** Problems to work on **
[1] In the account of the trawler Surge's collision, what was the name of the liner that struck the trawler?
[2] Extend the first-person account of the trawler Surge's collision, picking up after its last sentence.

══ Passage for review

I was on a beam trawler, they call them stern draggers now. I was on one of them out of Boston. We left Boston--that was in June 1930 or '29. I've got part of an old paper upstairs yet, with our pictures and everything in it. On the trawler Surge. We left Boston in the evening, - and that morning we were 40 miles off of Cape Cod. We were running for a place called the South Shoal Lakeship--used to be a great haddock ground there. It was a liner loaded with hard pine--a big liner, the Ozark--coming from New Orleans. It was a straight hit. We were coming from Cape Cod, or coming from Boston. And the two of them collided. They crashed into us. That was about two o'clock in the morning.
Me and a cousin of mine over here--he was drowned two years after, too--Edward MacNamara- -used to live right there in that house on the point. He was with us. We were at the wheel, we were steering. We saw her coming in the fog. She was a long ways off, then, about 3 or 4 mile off. But the fog was patchy. That patchy fog--it'd disappear again, it'd come and come in again. We saw her coming. So when we left the wheel, when our watch was up--two more fellows came up and took the wheel--we came down. Generally when fishermen come down after being on watch, the first thing they look up for is a cup of tea. They call it a mug-up. I was sitting at the table, me and Edward. I said to Edward, "I don't know. I've got a bad hunch that that one is going to give us a close call. I hope that they'll keep a close watch on her." The skipper was there, supposed to be there.
The word wasn't out of my mouth, boy, when she struck. She struck us right, just below the foremast. That's forward front. Lord God Almighty, she almost--it lifted her out of the water. You could hear the ice pens-- we had her full of ice, you know, for fishing with. When those pens all broke away, it was just like thunder and lightning, the roaring of them. We weren't long getting on deck. When Edward and I got on the deck, they were coming out of the forecastle in their shirt sleeves, and some of them with hardly any clothes on at all, they were asleep in their bunks. She was right over, pretty near to the stern.

════
══ Information

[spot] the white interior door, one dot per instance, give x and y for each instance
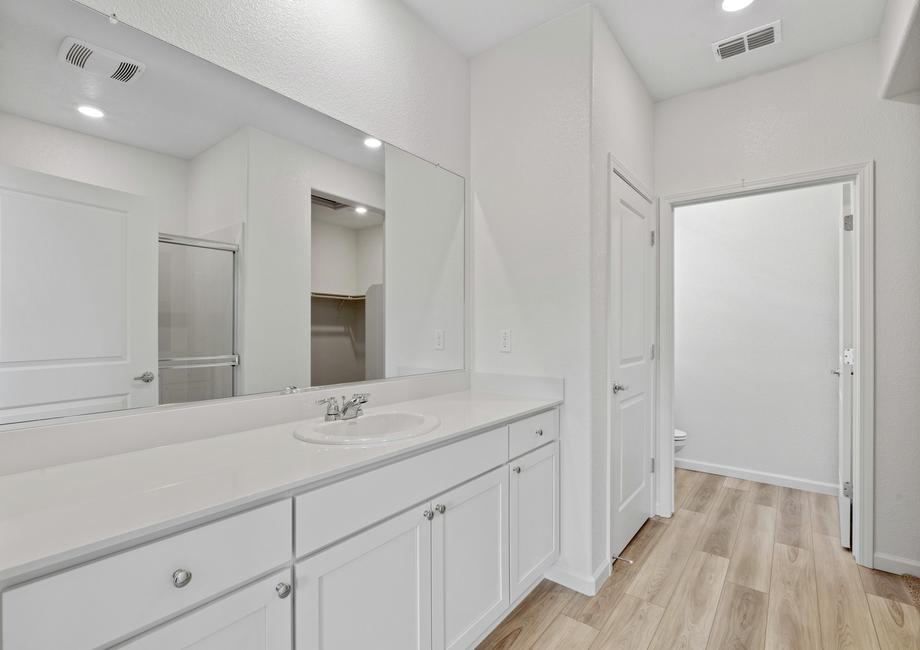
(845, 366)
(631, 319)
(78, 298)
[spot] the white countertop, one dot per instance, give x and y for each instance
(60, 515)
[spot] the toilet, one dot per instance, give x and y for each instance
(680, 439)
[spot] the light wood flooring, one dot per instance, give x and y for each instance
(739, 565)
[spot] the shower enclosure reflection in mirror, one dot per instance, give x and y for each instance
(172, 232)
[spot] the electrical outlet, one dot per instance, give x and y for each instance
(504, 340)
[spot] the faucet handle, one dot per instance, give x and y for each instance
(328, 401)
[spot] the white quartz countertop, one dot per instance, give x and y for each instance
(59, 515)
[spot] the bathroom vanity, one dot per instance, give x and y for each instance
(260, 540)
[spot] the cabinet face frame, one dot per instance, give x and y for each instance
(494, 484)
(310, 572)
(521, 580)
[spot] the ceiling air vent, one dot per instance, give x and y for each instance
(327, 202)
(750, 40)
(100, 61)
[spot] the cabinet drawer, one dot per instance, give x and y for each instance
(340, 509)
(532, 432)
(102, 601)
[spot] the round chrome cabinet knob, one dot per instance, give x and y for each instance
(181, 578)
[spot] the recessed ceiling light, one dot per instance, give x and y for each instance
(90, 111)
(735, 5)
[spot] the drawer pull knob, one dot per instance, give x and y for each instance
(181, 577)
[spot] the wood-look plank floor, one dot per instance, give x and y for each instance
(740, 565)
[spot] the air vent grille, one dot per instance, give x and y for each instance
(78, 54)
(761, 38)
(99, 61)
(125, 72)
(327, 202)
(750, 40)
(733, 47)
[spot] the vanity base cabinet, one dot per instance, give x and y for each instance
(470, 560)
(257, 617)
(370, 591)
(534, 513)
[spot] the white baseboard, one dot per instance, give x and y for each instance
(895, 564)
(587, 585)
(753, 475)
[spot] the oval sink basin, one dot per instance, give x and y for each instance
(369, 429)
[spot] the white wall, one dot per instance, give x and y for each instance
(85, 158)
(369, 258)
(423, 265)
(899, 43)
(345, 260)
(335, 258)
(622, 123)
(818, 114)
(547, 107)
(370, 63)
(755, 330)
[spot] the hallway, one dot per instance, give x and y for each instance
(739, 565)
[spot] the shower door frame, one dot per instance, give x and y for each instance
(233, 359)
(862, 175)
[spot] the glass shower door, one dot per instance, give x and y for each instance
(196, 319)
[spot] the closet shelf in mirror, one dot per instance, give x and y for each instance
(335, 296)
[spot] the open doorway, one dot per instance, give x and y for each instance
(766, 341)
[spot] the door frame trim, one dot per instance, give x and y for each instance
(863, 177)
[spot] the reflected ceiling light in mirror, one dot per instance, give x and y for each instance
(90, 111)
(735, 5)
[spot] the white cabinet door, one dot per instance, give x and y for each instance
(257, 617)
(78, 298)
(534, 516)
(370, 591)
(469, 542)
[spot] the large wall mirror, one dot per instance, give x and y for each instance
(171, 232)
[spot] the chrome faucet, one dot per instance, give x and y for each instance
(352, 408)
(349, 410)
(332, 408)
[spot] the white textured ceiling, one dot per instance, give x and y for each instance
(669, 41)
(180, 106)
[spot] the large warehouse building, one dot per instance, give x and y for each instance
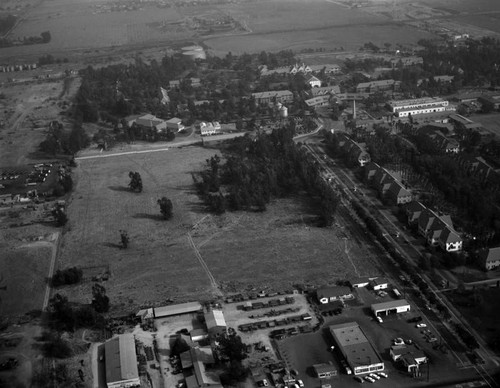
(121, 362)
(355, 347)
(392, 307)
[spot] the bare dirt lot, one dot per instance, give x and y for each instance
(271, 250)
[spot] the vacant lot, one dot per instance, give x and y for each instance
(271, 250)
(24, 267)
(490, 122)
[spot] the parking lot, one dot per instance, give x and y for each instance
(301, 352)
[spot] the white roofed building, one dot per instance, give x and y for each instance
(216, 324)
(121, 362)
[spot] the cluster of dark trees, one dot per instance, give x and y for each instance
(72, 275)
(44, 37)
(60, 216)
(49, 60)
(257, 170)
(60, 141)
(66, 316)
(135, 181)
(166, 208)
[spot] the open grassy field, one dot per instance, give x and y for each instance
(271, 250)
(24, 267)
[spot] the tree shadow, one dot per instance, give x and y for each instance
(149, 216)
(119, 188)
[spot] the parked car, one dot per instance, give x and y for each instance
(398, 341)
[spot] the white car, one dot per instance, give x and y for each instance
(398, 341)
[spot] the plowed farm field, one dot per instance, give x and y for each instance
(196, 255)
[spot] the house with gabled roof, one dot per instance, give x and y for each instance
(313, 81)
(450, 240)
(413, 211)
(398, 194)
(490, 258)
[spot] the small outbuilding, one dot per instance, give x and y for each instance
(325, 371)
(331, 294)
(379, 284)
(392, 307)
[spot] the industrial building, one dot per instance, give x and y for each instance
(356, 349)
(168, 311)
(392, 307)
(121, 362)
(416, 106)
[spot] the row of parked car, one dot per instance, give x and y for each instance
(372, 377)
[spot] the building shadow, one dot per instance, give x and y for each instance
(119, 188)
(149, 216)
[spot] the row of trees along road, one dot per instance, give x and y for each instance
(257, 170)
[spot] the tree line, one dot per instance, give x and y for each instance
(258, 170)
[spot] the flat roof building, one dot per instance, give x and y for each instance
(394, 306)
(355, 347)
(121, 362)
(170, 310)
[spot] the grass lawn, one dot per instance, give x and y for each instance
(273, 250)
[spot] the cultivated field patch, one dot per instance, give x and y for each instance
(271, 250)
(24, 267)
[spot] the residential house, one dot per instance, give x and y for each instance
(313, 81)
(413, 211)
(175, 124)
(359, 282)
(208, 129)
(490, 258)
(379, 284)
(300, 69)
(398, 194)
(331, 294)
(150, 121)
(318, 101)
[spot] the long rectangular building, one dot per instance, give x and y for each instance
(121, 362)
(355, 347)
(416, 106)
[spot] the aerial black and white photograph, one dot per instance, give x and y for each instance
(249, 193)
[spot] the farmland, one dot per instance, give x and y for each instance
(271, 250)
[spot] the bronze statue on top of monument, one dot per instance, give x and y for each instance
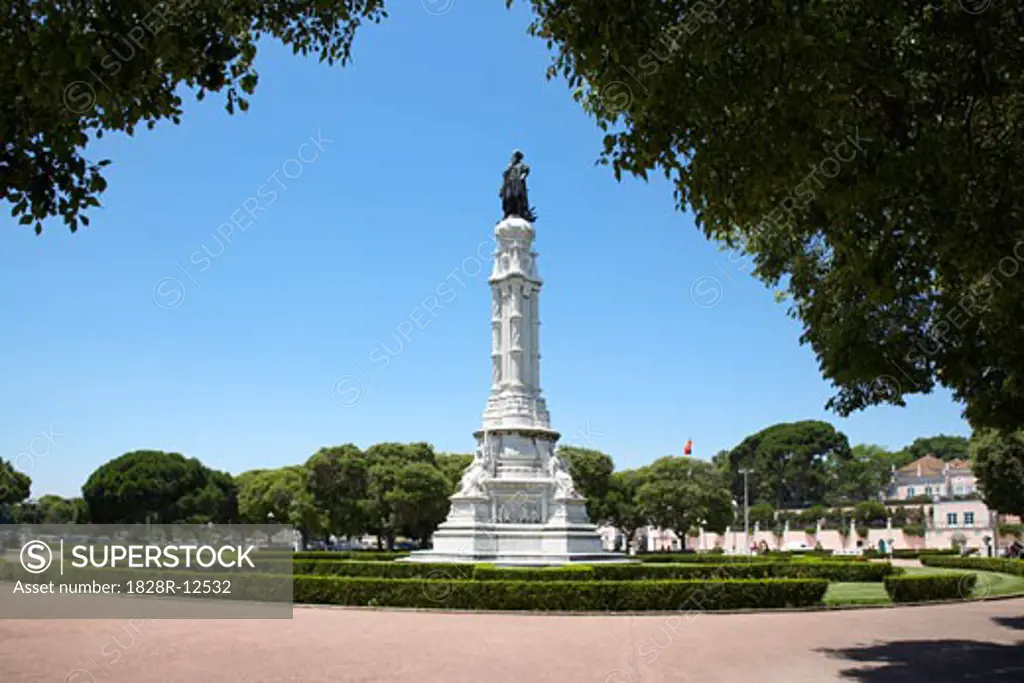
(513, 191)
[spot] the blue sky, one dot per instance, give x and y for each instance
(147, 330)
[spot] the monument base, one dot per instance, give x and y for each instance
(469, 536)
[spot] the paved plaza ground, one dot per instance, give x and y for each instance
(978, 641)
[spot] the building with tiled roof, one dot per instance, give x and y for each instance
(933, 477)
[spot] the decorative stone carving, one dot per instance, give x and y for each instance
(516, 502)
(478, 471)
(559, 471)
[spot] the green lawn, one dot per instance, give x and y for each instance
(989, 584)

════

** Exercise answers **
[1] The Ozark.

[2]
And they were dropping down a line (from the Ozark), a hawser. And they were singing out to me to catch it, to catch the hawser, so they'd haul me up on the deck of the liner. I had it in my hand. I looked up-- there was crew and excitement up on the bow of her. I dropped it out of my hand. I let it go, I wouldn't hold on it. The reason why: I was scared, the excitement they were having up there--they were going, they were dropping it, and hauling it up, and dropping it. I was scared I'd swing, maybe go under her propeller or something. So I took chances. I could swim good.
Well, that was all right. The first thing I did--I heard the skipper give orders for to heave out the lifeboat. We went up, and she was leaning. She was just 6 minutes afloat, after she hit us. She'd be leaning over about 45 degrees, I'd say. When we came to lift the lifeboat, we couldn't get her out of the chocks. We couldn't get her out. So 3 or 4 of us had to get under her with our shoulders, and lift her out that way. And when she came out, she swung off, see, and came back again against the rail, and cracked--cracked the side of her. And the other one was pretty well up, like a hill, for the vessel, where she was laying down like that.
I said to myself, 'I'm going to get a lifebelt." Some had lifebelts, some had none, never thought of them. I ran down in the forecastle. And I had a suitcase. I was trying to get my money out of it. I had $150 in my suitcase. I didn't care for the suitcase. And I had a brand new suit of clothes into it. And I tried to get the money.... I took the keys out of my pockets- -she gave a lurch. She must have gone down about that far. Gave a lurch--she was sinking. And I saw a lifebelt. The first one I grabbed--it was rotten, I tore a piece off it. The next one I saw was white, it was okay. I got it on my shoulders. And I just made it through the forecastle door. Just broke through it. Another inch and I'd have been pinned in. And I waded across the deck to here. (Oh, the water was up to your chest!) Oh, right up to here, when I jumped through the forecastle door. She was going down all the time. But I got across. I got the lifebelt onto me, and got across to the stern, where the lifeboat was.
And they had her out. They had her out and they were letting her go. Well, we had no chance to get out. Five or six of us had no chance at all, we had to go down with her. She plunged. We jumped overboard and swum. And the lifeboat--well, there were enough in her anyhow. She'd have sunk anyhow if they put any more in her. They had 12 or 14 in her. And they couldn't row her. They had her jammed up so much they couldn't row. And she was going in the fog.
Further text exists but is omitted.